## Begin Data excerpts

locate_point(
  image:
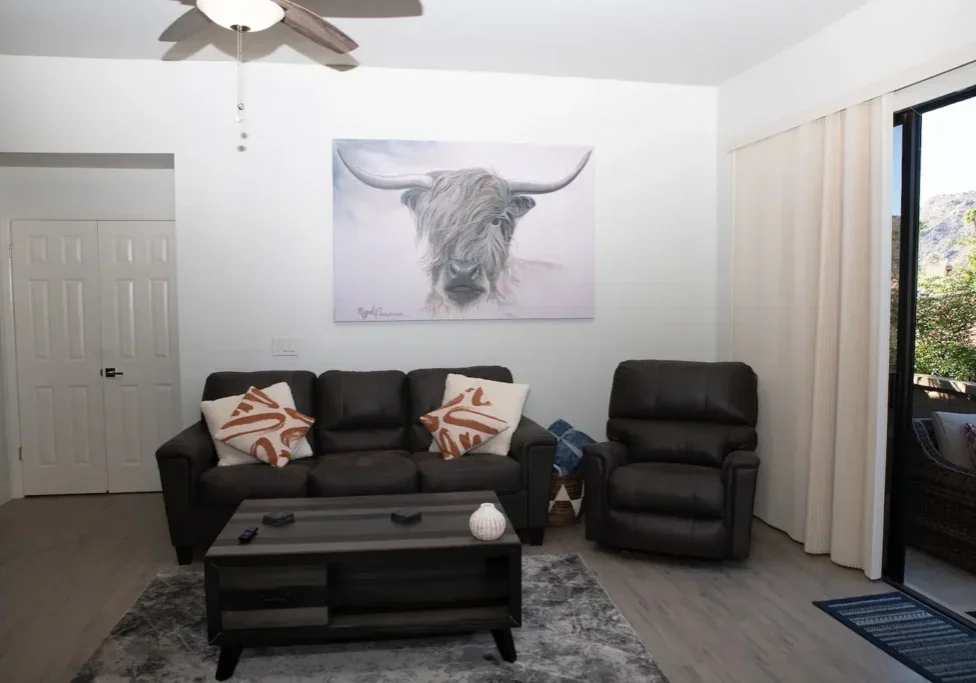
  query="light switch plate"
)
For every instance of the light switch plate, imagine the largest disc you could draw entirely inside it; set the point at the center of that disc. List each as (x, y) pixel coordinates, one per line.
(284, 346)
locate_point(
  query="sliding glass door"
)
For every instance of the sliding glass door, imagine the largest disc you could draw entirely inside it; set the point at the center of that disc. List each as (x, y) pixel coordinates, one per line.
(930, 544)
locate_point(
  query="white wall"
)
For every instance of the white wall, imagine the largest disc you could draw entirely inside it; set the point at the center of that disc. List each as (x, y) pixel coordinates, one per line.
(73, 192)
(254, 228)
(883, 46)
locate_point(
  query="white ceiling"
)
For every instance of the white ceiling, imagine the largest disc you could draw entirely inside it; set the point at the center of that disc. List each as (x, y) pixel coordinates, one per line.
(665, 41)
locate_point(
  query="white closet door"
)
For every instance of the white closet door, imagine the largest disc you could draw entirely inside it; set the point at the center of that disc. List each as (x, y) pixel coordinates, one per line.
(58, 336)
(139, 340)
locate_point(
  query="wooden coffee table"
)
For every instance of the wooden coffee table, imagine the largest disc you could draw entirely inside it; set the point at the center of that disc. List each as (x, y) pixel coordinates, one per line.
(344, 570)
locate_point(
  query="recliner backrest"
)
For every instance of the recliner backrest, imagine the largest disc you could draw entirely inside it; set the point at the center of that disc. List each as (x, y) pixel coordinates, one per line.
(361, 411)
(681, 411)
(686, 391)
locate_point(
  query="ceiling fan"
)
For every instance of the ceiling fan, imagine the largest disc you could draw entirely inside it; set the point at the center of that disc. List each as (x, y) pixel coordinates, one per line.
(248, 16)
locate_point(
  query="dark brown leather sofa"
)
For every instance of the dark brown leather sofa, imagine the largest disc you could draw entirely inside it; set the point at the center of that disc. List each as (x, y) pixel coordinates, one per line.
(367, 440)
(678, 474)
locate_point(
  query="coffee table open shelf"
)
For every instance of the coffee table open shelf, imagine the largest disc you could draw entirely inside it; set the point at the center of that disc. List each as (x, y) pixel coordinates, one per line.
(345, 571)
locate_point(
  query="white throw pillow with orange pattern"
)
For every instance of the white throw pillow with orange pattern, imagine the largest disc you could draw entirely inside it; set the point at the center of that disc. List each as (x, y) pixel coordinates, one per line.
(218, 411)
(508, 400)
(265, 428)
(463, 423)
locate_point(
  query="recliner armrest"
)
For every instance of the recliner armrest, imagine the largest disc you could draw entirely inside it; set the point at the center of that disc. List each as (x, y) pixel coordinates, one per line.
(746, 460)
(740, 470)
(605, 457)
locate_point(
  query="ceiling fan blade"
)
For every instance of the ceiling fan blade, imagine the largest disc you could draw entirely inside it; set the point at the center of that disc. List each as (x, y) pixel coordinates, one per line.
(315, 28)
(185, 27)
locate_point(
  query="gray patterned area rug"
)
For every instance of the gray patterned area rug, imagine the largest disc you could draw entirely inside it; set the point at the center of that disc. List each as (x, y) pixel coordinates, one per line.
(571, 631)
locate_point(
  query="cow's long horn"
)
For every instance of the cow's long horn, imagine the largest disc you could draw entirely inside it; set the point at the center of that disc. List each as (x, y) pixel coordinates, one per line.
(542, 188)
(386, 182)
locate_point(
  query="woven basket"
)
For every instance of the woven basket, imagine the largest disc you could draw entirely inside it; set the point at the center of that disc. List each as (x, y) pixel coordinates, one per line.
(561, 511)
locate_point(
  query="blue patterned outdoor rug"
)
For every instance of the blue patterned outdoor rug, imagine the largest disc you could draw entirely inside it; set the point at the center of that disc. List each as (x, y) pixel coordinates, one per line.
(919, 637)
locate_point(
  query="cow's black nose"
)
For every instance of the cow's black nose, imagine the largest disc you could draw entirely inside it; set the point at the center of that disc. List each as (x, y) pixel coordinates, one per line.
(462, 270)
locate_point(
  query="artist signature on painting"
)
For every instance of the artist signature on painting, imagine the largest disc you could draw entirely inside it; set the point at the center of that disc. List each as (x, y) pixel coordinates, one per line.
(377, 313)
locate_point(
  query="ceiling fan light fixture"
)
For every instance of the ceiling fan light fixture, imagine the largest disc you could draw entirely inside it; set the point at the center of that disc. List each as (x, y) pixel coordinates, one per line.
(242, 15)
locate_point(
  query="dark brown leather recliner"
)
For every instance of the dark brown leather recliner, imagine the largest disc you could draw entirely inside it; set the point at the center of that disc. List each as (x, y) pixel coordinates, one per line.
(678, 474)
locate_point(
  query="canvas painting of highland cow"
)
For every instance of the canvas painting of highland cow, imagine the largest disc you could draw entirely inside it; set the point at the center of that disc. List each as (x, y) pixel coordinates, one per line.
(462, 231)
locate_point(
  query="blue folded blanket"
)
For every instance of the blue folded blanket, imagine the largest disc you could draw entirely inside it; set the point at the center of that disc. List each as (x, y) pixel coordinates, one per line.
(569, 447)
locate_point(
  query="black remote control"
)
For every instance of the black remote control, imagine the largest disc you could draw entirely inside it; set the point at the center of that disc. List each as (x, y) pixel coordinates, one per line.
(406, 516)
(248, 535)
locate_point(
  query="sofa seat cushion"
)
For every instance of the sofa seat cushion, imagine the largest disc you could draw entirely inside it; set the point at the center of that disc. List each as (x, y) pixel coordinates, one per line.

## End Data excerpts

> **Exercise goal**
Count the lines above that contain the word "black", matching case exactly, and give only the number.

> **Output of the exercise**
4